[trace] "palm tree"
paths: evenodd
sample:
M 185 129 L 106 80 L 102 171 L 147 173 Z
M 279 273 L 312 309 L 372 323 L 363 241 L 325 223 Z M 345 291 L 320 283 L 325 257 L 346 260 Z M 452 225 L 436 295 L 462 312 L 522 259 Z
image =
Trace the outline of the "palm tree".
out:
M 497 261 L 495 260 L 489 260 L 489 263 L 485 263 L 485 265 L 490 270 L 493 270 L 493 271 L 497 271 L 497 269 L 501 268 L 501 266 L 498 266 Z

CHALLENGE —
Copy out all of the entries above word for word, with no changes.

RESULT FOR THIS EXERCISE —
[trace] "palm tree"
paths: evenodd
sample:
M 185 129 L 106 80 L 102 171 L 147 173 Z
M 279 273 L 312 309 L 372 323 L 363 241 L 325 223 Z M 345 291 L 320 283 L 325 257 L 346 260 Z M 452 225 L 436 295 L 462 312 L 522 259 Z
image =
Trace the outline of the "palm tree".
out:
M 497 261 L 495 260 L 489 260 L 489 263 L 485 263 L 485 265 L 490 270 L 493 270 L 493 271 L 497 271 L 497 269 L 501 268 L 501 266 L 498 266 Z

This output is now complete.